:: Work instruction ::
In the records below, begin at the line containing "Target: rocky outcrop in water" and end at the line containing "Practice step: put a point on each instance of the turquoise"; quote every line in that span exactly, including both boundary lines, and no others.

:: The data ::
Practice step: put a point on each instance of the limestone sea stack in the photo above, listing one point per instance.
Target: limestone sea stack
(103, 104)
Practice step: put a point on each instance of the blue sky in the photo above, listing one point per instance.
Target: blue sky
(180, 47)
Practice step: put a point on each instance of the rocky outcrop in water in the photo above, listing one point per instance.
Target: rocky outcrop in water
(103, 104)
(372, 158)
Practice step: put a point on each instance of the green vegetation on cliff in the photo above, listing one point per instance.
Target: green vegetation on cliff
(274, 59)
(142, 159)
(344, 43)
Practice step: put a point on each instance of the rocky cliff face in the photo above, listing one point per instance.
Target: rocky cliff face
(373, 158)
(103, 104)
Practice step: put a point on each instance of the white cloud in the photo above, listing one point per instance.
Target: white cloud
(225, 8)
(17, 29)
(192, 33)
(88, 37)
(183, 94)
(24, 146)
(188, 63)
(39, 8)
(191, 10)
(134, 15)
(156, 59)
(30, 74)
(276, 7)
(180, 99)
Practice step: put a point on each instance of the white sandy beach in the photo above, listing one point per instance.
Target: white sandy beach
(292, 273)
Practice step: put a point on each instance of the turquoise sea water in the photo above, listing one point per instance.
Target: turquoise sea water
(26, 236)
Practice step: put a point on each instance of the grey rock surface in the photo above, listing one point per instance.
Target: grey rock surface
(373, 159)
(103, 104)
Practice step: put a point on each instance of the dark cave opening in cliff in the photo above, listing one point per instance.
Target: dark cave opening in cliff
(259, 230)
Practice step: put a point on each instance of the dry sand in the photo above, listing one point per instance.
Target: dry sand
* * *
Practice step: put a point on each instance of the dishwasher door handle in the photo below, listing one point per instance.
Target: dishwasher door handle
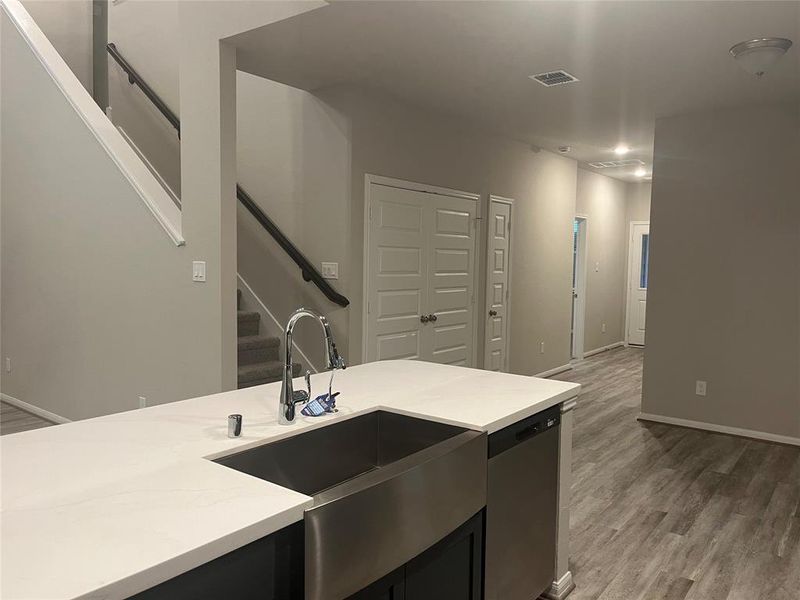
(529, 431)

:: Output of the exercise ::
Target: rocky outcrop in water
(103, 104)
(372, 158)
Practice step: put a point on each instance of the green vegetation on cliff in the photo above, listing one point per instance.
Target: green vegetation on cliff
(274, 59)
(142, 159)
(344, 43)
Practice step: put a point on each instance of the rocky cliff face in the photo above, listing one point per instance.
Target: rocky cliff face
(373, 158)
(103, 104)
Practice step: put a point on each instance of the white cloud in the photo above, listing one point per instance.
Target: white cloud
(225, 8)
(17, 29)
(192, 33)
(88, 37)
(183, 94)
(24, 146)
(188, 63)
(39, 8)
(191, 10)
(134, 15)
(156, 59)
(30, 74)
(276, 7)
(180, 99)
Practice step: put a point on each instance of the white sandy beach in the photo above, listing one point per instance.
Target: white sandy beach
(292, 273)
Practice step: put a point on each instance of the turquoise sea water in the photo above, listing one point per instance.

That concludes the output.